THE EXERCISE:
Copy the lines below, substituting "boundary" for every "outline" and leaving everything else unchanged.

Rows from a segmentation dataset
[BEGIN]
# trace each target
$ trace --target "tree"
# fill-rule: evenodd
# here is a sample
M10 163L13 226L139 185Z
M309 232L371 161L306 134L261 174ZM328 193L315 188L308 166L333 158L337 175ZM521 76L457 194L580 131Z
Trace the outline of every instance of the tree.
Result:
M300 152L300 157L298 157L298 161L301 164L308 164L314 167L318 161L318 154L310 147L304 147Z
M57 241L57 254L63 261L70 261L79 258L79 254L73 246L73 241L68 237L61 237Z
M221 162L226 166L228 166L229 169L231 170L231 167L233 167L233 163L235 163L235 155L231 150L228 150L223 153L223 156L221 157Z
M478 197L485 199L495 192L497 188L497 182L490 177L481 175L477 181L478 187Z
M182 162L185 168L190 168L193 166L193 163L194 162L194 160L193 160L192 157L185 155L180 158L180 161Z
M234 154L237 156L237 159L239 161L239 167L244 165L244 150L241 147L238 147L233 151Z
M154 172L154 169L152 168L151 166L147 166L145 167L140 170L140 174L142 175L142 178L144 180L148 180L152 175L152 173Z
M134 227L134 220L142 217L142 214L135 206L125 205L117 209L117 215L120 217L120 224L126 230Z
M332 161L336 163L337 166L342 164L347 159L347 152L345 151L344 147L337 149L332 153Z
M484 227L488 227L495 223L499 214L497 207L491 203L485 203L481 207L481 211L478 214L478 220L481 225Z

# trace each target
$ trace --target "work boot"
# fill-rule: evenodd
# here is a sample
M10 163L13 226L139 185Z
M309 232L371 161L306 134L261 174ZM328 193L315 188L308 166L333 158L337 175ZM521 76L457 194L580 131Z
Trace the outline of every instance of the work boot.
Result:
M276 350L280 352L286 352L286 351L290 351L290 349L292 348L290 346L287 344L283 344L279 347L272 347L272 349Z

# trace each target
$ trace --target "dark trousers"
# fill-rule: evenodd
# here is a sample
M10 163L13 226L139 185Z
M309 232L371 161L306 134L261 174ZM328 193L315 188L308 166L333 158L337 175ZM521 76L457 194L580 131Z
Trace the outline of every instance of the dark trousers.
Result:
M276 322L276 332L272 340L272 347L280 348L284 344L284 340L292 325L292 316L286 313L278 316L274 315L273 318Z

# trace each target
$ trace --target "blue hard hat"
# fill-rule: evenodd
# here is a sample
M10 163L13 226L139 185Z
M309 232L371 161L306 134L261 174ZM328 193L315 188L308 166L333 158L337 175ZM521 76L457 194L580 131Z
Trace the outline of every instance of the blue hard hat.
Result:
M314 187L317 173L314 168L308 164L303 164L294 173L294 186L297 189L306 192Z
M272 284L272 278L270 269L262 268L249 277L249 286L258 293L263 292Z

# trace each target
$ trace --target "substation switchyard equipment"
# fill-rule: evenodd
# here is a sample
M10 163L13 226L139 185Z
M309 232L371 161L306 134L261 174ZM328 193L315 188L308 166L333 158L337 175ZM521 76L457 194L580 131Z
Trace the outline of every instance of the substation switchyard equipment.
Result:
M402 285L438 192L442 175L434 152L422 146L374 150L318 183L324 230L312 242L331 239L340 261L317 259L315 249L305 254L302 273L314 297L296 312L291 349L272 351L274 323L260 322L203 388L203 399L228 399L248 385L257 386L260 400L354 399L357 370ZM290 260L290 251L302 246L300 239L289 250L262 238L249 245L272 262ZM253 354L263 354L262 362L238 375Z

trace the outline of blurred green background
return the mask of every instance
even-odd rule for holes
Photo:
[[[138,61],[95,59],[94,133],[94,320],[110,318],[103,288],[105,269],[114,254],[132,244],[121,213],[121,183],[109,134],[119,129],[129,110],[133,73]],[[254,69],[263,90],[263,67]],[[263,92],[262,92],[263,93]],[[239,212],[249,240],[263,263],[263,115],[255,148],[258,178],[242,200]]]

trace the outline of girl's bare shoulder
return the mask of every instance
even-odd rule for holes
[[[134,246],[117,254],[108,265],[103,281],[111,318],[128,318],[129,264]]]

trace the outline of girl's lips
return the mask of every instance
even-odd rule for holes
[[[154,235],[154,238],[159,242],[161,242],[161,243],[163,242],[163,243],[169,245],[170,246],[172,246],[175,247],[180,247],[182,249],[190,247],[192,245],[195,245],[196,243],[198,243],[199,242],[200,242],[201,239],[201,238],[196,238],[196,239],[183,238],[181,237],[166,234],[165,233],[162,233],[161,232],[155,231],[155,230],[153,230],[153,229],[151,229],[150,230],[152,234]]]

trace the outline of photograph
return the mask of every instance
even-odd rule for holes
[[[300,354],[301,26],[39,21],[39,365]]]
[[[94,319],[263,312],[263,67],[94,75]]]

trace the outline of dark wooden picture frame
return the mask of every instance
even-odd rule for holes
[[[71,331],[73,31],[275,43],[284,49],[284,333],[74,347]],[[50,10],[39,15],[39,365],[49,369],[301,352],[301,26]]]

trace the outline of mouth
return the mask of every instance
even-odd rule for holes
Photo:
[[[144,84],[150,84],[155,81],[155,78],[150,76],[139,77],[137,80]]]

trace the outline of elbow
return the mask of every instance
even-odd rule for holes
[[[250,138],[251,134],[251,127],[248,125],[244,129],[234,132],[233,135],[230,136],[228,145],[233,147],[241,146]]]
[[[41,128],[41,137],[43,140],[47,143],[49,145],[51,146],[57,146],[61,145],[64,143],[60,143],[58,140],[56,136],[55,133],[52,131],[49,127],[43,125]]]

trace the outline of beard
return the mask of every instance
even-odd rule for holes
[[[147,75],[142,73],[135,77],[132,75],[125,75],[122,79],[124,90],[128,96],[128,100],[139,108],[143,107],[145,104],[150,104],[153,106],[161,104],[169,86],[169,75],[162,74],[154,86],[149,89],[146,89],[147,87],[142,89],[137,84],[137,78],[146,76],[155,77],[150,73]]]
[END]
RESULT BELOW:
# trace each target
$ trace --target "tree"
# fill-rule: evenodd
# here is a sample
M10 163L13 226L139 185Z
M309 232L371 161L306 134L261 174ZM328 193L315 188L308 166L333 158L337 175ZM521 76L457 194L580 131Z
Trace the boundary of every instance of the tree.
Result:
M300 152L300 157L298 157L298 161L301 164L308 164L314 167L318 161L318 154L310 147L304 147Z
M57 241L57 254L63 261L70 261L79 258L79 254L73 246L73 241L68 237L61 237Z
M221 162L226 166L228 166L229 169L231 170L231 167L233 167L233 163L235 163L235 155L231 150L228 150L223 153L223 156L221 157Z
M478 197L485 199L495 192L497 188L497 182L490 177L481 175L477 181L478 187Z
M182 162L185 168L190 168L193 166L193 163L194 162L194 160L193 160L192 157L185 155L180 158L180 161Z
M234 154L237 156L237 159L239 161L239 167L244 165L244 150L241 147L238 147L233 151Z
M154 172L154 169L152 168L151 166L147 166L145 167L140 170L140 174L142 175L142 178L144 180L148 180L152 175L152 173Z
M134 227L134 220L142 217L142 214L135 206L125 205L117 209L117 215L120 217L120 224L126 230Z
M332 161L336 163L337 166L342 164L347 159L347 152L345 151L344 147L337 149L332 153Z
M484 227L488 227L495 223L499 214L497 207L491 203L485 203L481 207L481 211L478 214L478 220L481 225Z

# trace each target
$ trace --target "work boot"
# fill-rule: evenodd
# here is a sample
M10 163L13 226L139 185Z
M309 232L371 161L306 134L261 174ZM328 193L315 188L308 166L333 158L337 175ZM521 76L457 194L580 131Z
Trace the boundary of every instance of the work boot.
Result:
M276 350L280 352L286 352L286 351L290 351L290 349L292 348L290 346L287 344L283 344L279 347L272 347L272 349Z

# trace each target
$ trace --target "dark trousers"
# fill-rule: evenodd
# here is a sample
M10 163L13 226L139 185Z
M309 232L371 161L306 134L261 174ZM328 193L315 188L308 166L333 158L337 175ZM521 76L457 194L580 131Z
Trace the boundary of every instance of the dark trousers.
Result:
M276 322L276 332L272 340L272 347L280 348L284 344L284 340L292 325L292 316L286 313L278 316L274 315L273 318Z

# trace each target
$ trace --target "blue hard hat"
# fill-rule: evenodd
# here is a sample
M10 163L13 226L139 185Z
M309 232L371 161L306 134L261 174ZM328 193L315 188L308 166L333 158L337 175ZM521 76L457 194L580 131Z
Trace the boundary of every instance of the blue hard hat.
Result:
M314 187L317 173L314 168L308 164L303 164L294 173L294 186L297 189L306 192Z
M272 284L272 278L270 269L262 268L249 277L249 286L258 293L263 292Z

# trace each target
$ trace --target "substation switchyard equipment"
# fill-rule: evenodd
# here is a sample
M10 163L13 226L139 185Z
M309 232L371 161L306 134L261 174ZM328 193L315 188L308 166L333 158L337 175ZM521 76L457 194L580 131Z
Trace the boundary of every instance of the substation switchyard equipment.
Result:
M402 285L438 192L442 175L434 152L422 146L374 150L318 183L324 230L312 242L331 239L340 261L317 259L315 249L305 254L302 273L314 297L296 312L291 349L272 351L274 323L260 322L203 388L203 399L228 399L248 385L257 386L260 400L354 399L357 370ZM290 260L290 251L302 246L300 239L289 250L262 238L249 245L272 262ZM253 354L263 354L262 362L238 375Z

trace the boundary of blurred green background
return the mask of every instance
even-odd rule for holes
Photo:
[[[138,61],[95,59],[94,133],[94,320],[110,318],[103,288],[105,269],[114,254],[132,244],[121,213],[121,183],[109,134],[119,129],[129,110],[133,73]],[[254,69],[263,90],[263,67]],[[263,92],[262,92],[263,93]],[[239,212],[249,240],[263,263],[263,115],[255,148],[258,178],[242,200]]]

trace the boundary of girl's bare shoulder
return the mask of every instance
even-odd rule for holes
[[[134,246],[117,254],[108,265],[103,281],[111,318],[128,318],[129,264]]]

trace the boundary of girl's lips
return the mask of every instance
even-odd rule for holes
[[[154,235],[154,238],[159,242],[161,242],[161,243],[163,242],[163,243],[169,245],[170,246],[172,246],[175,247],[180,247],[182,249],[190,247],[192,245],[195,245],[196,243],[198,243],[199,242],[200,242],[201,239],[201,238],[196,238],[196,239],[183,238],[181,237],[166,234],[165,233],[162,233],[161,232],[155,231],[155,230],[153,230],[153,229],[151,229],[150,230],[152,234]]]

trace the boundary of photograph
return the mask of every instance
even-odd rule for holes
[[[300,354],[301,26],[39,21],[39,365]]]
[[[94,319],[263,312],[263,67],[94,75]]]

trace the boundary of dark wooden picture frame
return the mask of every instance
even-odd rule for holes
[[[71,331],[73,31],[275,43],[284,49],[284,333],[74,347]],[[50,10],[39,15],[39,365],[49,369],[301,352],[301,26]]]

trace the boundary of mouth
return the mask of every instance
even-odd rule for holes
Photo:
[[[144,84],[150,84],[155,81],[155,78],[150,76],[139,77],[137,80]]]

trace the boundary of elbow
return the mask of every instance
even-odd rule for holes
[[[250,138],[251,134],[251,127],[248,125],[244,129],[234,132],[233,135],[230,136],[228,145],[233,147],[241,146]]]
[[[41,128],[41,137],[43,140],[47,143],[49,145],[51,146],[57,146],[61,145],[64,143],[60,143],[58,140],[56,136],[55,133],[52,131],[49,127],[43,125]]]

trace the boundary of beard
return the mask of every instance
even-odd rule for holes
[[[147,75],[142,73],[135,77],[132,75],[125,75],[122,79],[124,90],[128,96],[128,100],[139,108],[143,107],[145,104],[150,104],[153,106],[161,104],[169,86],[169,75],[162,74],[154,86],[149,89],[146,89],[147,87],[142,89],[137,84],[137,78],[146,76],[155,77],[150,73]]]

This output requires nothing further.